PROMPT: Among the lines below, which ones contain the word "brown"? Copy every such line.

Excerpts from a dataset
Start of Block

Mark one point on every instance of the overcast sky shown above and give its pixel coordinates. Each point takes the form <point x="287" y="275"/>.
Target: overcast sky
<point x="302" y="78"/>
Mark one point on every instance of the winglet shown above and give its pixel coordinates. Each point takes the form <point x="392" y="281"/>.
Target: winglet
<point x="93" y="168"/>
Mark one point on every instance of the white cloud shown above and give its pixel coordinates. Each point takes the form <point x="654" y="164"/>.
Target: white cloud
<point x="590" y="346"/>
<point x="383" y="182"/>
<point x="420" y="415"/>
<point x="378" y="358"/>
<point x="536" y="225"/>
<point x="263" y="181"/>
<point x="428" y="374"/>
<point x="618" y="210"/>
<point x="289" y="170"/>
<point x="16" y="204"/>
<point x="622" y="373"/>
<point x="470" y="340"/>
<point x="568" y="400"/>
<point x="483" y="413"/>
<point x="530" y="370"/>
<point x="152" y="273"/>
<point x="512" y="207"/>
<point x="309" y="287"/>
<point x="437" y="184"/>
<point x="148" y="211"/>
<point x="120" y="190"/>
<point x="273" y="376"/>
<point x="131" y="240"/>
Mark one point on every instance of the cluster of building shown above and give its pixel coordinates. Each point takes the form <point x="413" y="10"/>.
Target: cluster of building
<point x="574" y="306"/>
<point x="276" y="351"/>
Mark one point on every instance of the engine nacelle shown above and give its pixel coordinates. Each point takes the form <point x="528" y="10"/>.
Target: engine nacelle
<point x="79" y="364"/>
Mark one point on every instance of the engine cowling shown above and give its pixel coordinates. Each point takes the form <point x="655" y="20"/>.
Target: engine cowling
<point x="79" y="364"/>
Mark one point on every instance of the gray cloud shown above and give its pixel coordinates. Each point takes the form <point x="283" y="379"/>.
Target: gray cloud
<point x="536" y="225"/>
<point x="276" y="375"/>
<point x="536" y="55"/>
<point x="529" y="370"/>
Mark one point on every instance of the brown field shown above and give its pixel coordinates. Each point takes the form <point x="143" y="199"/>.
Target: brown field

End of Block

YOUR RESPONSE:
Mark one point on every instance of the brown field shown above and give its pixel coordinates. Each point takes the form <point x="143" y="199"/>.
Target: brown field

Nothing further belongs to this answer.